▶ Job item:
Rewrite the part of the JD950 brake seals thread between "You are in luck." and "images you need.", inclusive, swapping "forum" for "site".

▶ Passage shown:
★ ★ ★

# JD950 brake seals



## Billgrim (Nov 21, 2020)

Hello everyone. Just joined the site as I’m working on a Deere 950. I believe it’s a 1987. I’m in the process of replacing the brake seals. I cannot for the life of me get the nuts off that hold the drums in. I’ve tried a long breaker bar, an impact gun, heat, and penetrating fluid. Neither are budging. What have you guys done to get them off? Also, I’m guessing they are standard thread? Is this accurate?
Thanks all. I’m banging my head on this one.


----------



## bmaverick (Feb 20, 2014)

Billgrim said:


> Hello everyone. Just joined the site as I’m working on a Deere 950. I believe it’s a 1987. I’m in the process of replacing the brake seals. I cannot for the life of me get the nuts off that hold the drums in. I’ve tried a long breaker bar, an impact gun, heat, and penetrating fluid. Neither are budging. What have you guys done to get them off? Also, I’m guessing they are standard thread? Is this accurate?
> Thanks all. I’m banging my head on this one.


For starters, The tractor is really a Yanmar painted JD green.  With that said, expect this 1987 to be all METRIC. Including the threads. 

You are in luck. There is a JD850/950/1050 YM2500/YM2610 Service Manual here on the forum. At the top, click on MANUALS, then click Tractor, then click CUT. Scroll till you find the 2 or 3 manuals for this machine. This will describe the brake service with images you need. 

Enjoy!


----------

★ ★ ★

▶ Material provided:

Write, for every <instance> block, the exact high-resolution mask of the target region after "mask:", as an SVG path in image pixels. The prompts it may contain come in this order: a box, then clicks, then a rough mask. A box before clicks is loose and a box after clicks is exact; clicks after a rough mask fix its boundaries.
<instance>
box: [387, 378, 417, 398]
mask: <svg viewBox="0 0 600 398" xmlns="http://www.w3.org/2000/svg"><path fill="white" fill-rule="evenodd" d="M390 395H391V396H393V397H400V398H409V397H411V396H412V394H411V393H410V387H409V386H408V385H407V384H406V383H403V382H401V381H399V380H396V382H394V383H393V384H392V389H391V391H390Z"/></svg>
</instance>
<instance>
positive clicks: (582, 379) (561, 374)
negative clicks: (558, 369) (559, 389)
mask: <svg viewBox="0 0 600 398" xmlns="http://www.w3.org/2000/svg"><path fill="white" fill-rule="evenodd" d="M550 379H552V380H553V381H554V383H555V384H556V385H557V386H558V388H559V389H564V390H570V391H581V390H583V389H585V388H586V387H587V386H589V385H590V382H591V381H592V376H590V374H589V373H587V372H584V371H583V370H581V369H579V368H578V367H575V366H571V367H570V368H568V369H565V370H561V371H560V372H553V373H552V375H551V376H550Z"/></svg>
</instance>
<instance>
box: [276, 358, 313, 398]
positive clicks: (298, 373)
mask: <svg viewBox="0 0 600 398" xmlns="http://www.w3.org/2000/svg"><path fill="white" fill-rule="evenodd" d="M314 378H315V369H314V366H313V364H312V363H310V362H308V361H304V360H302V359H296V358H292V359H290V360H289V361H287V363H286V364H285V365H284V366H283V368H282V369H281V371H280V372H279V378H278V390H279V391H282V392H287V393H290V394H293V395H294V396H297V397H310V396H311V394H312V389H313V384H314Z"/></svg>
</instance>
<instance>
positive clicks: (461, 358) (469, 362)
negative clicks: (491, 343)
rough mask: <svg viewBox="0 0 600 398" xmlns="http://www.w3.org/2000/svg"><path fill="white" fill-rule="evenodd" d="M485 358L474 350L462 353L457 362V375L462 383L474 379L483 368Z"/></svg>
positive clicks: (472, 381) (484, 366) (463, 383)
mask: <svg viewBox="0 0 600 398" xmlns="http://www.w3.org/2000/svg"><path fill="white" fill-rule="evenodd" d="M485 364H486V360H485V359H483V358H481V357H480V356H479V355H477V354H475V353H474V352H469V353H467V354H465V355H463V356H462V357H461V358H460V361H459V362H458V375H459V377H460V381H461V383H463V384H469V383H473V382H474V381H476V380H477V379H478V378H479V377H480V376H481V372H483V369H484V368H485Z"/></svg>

★ ★ ★

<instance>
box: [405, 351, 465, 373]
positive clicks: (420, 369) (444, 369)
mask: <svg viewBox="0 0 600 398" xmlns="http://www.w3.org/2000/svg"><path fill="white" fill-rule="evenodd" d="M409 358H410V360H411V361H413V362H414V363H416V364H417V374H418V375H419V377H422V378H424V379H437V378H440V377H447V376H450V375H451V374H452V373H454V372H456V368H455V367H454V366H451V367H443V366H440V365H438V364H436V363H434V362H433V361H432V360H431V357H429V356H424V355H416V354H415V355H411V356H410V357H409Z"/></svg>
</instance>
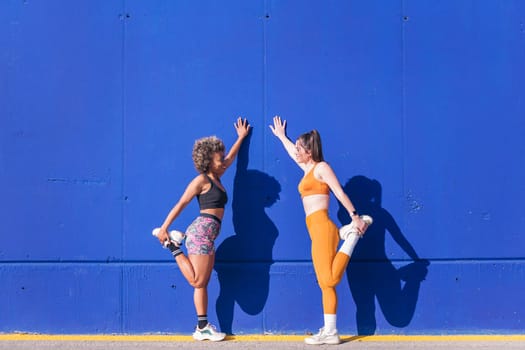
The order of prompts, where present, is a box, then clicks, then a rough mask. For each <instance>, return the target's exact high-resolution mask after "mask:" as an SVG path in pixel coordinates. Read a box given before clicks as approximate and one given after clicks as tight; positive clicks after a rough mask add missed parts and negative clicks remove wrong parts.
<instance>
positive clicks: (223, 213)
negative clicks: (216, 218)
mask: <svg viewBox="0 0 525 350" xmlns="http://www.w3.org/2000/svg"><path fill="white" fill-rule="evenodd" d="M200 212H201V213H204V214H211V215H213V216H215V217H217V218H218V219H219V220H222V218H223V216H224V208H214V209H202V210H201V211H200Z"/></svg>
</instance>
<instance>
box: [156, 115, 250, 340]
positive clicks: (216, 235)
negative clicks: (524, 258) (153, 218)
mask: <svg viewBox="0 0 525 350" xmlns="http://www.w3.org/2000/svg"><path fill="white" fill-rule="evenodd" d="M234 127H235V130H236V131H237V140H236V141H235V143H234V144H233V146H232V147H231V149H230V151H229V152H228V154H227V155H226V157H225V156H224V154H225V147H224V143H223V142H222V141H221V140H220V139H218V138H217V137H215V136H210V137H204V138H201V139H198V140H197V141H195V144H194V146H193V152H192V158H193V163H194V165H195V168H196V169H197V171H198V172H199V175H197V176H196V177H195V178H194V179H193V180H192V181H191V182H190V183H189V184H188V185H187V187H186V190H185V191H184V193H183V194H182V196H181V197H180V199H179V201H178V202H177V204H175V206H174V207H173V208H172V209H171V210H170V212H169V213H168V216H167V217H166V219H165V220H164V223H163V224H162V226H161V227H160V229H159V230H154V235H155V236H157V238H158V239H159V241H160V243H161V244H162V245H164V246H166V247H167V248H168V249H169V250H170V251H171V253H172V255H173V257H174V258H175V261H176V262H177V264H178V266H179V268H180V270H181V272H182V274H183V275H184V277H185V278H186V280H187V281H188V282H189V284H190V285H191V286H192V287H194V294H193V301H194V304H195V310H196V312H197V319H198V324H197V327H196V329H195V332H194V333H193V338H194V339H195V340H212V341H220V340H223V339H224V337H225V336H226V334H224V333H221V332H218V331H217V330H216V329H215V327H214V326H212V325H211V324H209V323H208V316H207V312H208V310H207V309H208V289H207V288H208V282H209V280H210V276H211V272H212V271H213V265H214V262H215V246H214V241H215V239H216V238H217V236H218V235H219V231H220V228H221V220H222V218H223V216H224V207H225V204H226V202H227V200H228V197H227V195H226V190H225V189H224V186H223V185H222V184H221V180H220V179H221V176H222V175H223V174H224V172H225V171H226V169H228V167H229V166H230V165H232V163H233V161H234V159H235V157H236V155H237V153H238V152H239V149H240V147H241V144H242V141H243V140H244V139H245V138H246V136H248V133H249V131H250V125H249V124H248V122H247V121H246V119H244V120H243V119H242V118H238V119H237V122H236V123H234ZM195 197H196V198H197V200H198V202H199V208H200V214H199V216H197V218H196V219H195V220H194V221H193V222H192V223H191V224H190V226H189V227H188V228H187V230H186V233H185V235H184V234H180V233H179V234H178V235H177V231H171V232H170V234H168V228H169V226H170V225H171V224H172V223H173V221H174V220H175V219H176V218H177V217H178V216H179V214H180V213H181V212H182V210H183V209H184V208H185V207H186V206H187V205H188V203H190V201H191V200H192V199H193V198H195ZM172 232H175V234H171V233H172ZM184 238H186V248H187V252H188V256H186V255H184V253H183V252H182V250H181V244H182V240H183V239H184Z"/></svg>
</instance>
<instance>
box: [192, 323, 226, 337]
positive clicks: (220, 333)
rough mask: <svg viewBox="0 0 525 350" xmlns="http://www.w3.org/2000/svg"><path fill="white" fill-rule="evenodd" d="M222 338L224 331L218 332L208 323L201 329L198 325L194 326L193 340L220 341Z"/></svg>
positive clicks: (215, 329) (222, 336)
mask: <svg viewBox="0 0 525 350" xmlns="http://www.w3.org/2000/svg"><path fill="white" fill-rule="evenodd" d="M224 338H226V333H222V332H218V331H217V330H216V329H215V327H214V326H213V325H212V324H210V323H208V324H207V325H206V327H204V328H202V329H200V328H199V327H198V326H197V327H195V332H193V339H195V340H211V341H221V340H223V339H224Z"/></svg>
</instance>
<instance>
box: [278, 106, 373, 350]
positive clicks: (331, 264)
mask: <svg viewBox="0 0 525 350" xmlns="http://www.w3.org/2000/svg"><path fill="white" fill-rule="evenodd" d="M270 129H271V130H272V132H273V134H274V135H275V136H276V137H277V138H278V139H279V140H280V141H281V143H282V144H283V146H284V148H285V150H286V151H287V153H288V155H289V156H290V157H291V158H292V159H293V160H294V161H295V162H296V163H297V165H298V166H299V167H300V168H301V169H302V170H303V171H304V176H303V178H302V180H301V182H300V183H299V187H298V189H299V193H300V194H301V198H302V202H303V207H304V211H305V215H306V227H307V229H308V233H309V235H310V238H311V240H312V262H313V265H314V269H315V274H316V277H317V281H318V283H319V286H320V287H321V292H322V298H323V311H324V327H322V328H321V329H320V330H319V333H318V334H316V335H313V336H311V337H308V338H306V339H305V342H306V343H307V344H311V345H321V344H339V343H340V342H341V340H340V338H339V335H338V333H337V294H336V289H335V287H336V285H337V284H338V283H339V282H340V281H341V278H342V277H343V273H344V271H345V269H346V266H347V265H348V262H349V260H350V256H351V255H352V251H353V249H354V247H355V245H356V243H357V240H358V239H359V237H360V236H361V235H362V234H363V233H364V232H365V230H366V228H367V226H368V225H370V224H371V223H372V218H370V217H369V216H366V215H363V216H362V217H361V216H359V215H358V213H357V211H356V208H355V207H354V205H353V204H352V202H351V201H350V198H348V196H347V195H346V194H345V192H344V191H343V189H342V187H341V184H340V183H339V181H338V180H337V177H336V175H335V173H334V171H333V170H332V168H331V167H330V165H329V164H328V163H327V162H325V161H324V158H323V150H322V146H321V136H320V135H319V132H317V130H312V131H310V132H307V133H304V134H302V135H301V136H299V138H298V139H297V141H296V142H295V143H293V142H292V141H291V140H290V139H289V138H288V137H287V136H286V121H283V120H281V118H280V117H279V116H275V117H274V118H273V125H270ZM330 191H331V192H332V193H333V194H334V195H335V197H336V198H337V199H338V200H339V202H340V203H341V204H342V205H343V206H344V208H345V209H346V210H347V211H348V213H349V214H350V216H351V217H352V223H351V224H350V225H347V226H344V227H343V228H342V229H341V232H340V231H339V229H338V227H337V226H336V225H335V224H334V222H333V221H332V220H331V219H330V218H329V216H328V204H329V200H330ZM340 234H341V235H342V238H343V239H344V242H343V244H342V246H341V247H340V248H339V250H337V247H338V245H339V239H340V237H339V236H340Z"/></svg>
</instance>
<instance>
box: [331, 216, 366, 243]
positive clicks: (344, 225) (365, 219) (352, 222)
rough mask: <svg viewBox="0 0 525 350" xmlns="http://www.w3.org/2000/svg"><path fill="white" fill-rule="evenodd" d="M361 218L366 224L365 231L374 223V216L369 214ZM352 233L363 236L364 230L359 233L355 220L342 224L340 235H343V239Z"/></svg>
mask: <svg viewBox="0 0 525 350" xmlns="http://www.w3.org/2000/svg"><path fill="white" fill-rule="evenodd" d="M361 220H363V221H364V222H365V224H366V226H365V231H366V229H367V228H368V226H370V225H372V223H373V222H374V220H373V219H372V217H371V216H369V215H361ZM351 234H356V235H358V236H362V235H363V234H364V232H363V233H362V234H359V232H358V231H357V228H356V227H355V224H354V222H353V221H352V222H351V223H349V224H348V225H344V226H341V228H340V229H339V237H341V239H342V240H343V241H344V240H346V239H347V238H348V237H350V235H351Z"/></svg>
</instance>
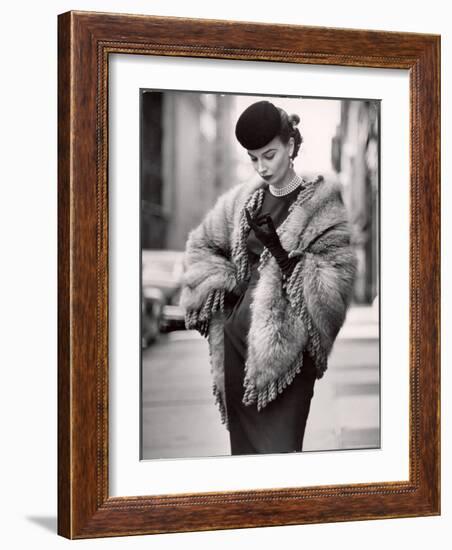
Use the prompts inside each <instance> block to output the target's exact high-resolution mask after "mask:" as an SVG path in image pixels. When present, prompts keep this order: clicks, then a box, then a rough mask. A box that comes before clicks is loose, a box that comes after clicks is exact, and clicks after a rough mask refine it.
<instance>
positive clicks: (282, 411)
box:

★ ★ ★

▶ Solution to this task:
You are in luck. There is a JD850/950/1050 YM2500/YM2610 Service Manual here on the site. At the top, click on MANUALS, then click Tractor, then click CUT. Scroll till you find the 2 or 3 manuals for this machine. This will describe the brake service with images you need.